**What the task requires**
Please give an exact transcription of the records shown below.

**Data excerpts**
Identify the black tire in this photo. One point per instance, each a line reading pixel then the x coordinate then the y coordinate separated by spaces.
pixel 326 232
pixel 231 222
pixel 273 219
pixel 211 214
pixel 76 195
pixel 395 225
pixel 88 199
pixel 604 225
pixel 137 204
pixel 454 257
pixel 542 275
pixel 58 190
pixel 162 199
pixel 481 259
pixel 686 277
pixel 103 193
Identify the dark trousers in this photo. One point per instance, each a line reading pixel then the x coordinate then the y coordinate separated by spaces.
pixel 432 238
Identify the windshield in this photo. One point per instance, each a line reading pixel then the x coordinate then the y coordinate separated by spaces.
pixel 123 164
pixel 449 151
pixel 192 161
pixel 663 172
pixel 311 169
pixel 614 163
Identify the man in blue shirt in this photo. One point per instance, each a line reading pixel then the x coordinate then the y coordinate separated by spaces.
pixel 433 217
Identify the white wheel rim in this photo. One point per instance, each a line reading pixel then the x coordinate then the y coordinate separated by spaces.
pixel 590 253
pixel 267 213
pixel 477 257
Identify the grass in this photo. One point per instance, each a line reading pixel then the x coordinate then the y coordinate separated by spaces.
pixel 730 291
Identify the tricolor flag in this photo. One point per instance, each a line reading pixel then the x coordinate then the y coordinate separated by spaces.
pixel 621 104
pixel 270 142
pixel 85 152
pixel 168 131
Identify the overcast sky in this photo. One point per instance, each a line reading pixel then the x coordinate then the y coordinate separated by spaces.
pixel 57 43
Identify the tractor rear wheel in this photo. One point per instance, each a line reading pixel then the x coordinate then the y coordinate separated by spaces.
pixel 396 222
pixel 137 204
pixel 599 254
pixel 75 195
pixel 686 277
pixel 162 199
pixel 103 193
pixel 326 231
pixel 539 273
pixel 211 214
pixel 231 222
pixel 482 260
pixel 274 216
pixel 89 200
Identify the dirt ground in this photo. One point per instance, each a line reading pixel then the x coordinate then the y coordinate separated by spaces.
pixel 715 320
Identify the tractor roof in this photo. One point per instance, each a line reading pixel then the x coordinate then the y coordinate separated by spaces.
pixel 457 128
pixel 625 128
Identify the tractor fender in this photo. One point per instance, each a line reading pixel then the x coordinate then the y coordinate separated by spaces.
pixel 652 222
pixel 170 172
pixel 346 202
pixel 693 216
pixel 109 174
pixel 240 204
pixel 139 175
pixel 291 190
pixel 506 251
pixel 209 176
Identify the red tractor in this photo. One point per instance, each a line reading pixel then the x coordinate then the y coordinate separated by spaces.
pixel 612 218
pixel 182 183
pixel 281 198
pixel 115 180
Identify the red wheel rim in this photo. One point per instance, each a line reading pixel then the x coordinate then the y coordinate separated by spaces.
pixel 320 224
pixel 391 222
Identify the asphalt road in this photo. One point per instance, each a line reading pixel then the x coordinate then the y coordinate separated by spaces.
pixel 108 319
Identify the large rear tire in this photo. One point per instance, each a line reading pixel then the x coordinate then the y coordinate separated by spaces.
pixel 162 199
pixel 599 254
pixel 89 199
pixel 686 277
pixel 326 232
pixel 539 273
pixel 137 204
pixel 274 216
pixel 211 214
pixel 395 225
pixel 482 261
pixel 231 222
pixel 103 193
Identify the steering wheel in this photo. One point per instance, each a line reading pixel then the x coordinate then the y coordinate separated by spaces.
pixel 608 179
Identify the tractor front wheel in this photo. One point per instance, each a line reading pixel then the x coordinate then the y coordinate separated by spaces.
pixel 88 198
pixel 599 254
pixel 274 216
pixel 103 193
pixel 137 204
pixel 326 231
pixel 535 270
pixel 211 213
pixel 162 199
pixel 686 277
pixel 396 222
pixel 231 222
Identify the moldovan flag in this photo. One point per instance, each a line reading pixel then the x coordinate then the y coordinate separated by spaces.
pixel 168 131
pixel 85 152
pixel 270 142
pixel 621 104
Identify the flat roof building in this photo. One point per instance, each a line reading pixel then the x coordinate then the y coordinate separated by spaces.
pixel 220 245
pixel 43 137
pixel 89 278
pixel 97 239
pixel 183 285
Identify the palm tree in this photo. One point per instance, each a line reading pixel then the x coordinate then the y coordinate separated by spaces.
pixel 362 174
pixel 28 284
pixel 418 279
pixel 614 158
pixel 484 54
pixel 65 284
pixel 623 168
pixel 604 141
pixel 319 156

**Task response**
Identify the black tire in this photo. One point per instance, each a line reading pixel then the x coordinate then the y coordinate separated by spaces.
pixel 326 232
pixel 231 222
pixel 273 219
pixel 211 214
pixel 76 195
pixel 395 225
pixel 88 199
pixel 604 225
pixel 137 204
pixel 454 257
pixel 542 275
pixel 58 190
pixel 162 199
pixel 481 259
pixel 686 277
pixel 103 193
Identify the dark trousers in this photo. One point per instance, each a line reading pixel then the x coordinate then the y coordinate separated by spaces.
pixel 432 238
Identify the windshield in this photo. One point per instance, each a line reading pixel then the x coordinate then the y coordinate separated by spaces.
pixel 123 164
pixel 449 151
pixel 192 161
pixel 663 172
pixel 311 169
pixel 614 163
Identify the man in blue shirt in this photo. One point per instance, each a line reading pixel then the x coordinate then the y coordinate separated by spaces.
pixel 433 217
Identify the white wheel rim in this photo. One point per instance, each a line reading pixel then the x coordinate then the y coordinate separated by spaces.
pixel 590 253
pixel 267 213
pixel 477 257
Identify the grass in this photo. One point per instance, each a line reading pixel then the x coordinate then the y coordinate separated by spaces.
pixel 730 291
Identify the tricolor flag in this photo. One point per instance, each a line reading pixel then the x coordinate then the y coordinate separated by spaces.
pixel 621 104
pixel 270 142
pixel 85 152
pixel 168 131
Identify the overcast sky in this photo. One point per instance, each a line reading pixel then the x coordinate then the y coordinate separated by spaces.
pixel 57 43
Identify the tractor rear wheel in this photo. One point per instance, each a line reading pixel then the x coordinate then the y coordinate separated by spaces.
pixel 396 222
pixel 137 204
pixel 599 254
pixel 75 195
pixel 686 277
pixel 162 199
pixel 103 193
pixel 326 231
pixel 539 273
pixel 211 214
pixel 231 222
pixel 482 260
pixel 274 216
pixel 89 200
Identify the dirt ground in this photo. One point per instance, each a line reading pixel then the x coordinate then the y coordinate separated by spaces.
pixel 715 320
Identify the tractor roof in this photo. One point per instance, each a line reading pixel then the x coordinate then the y coordinate separated by spaces.
pixel 457 128
pixel 625 128
Identify the tractor fender in this photo. One point per instance, each a line reading pixel then the x coordinate then the y coordinate separated by spaces.
pixel 652 222
pixel 170 172
pixel 346 202
pixel 693 216
pixel 109 174
pixel 240 204
pixel 139 175
pixel 291 190
pixel 506 251
pixel 209 176
Identify the red tractor in this photo. One point per instance, each a line reading pixel then the x coordinate then the y coordinate separated by spaces.
pixel 612 218
pixel 182 183
pixel 281 198
pixel 115 180
Identify the red wheel rim in this photo. One point per instance, each a line reading pixel then the x coordinate then the y coordinate separated by spaces.
pixel 320 224
pixel 391 222
Identify the asphalt road in this photo. One point per instance, each a line reading pixel then the x coordinate then the y coordinate separated by spaces.
pixel 108 319
Identify the large rear tire in this photo. One point per instance, each a line reading pixel then the x coordinate then the y coordinate separated by spaces.
pixel 162 199
pixel 599 254
pixel 89 199
pixel 686 277
pixel 326 232
pixel 539 273
pixel 137 204
pixel 274 216
pixel 211 214
pixel 395 225
pixel 482 261
pixel 231 222
pixel 103 193
Identify the steering wheel in this photo. One point per instance, each a line reading pixel then the x coordinate then the y coordinate separated by spaces.
pixel 608 179
Identify the tractor front wheel in this photo. One point per instance, each a line reading pixel then the x coordinate then the y coordinate separated by spaces.
pixel 88 198
pixel 599 254
pixel 274 216
pixel 103 193
pixel 137 204
pixel 326 231
pixel 535 270
pixel 211 213
pixel 162 199
pixel 686 277
pixel 396 222
pixel 231 222
Identify the moldovan flag in this photo. One point per instance, each a line reading pixel then the x coordinate then the y coordinate separated by spaces.
pixel 168 131
pixel 85 152
pixel 270 142
pixel 621 104
Identify the flat roof building in this photo. One point per instance, each a line reading pixel then the x coordinate then the y coordinate separated by spaces.
pixel 220 245
pixel 43 137
pixel 89 278
pixel 97 239
pixel 183 285
Identify the palm tree in this photo. One point per instance, each a line reading pixel then the x coordinate then the y coordinate separated by spaces.
pixel 362 174
pixel 28 284
pixel 418 279
pixel 614 158
pixel 484 54
pixel 65 284
pixel 623 168
pixel 604 141
pixel 319 156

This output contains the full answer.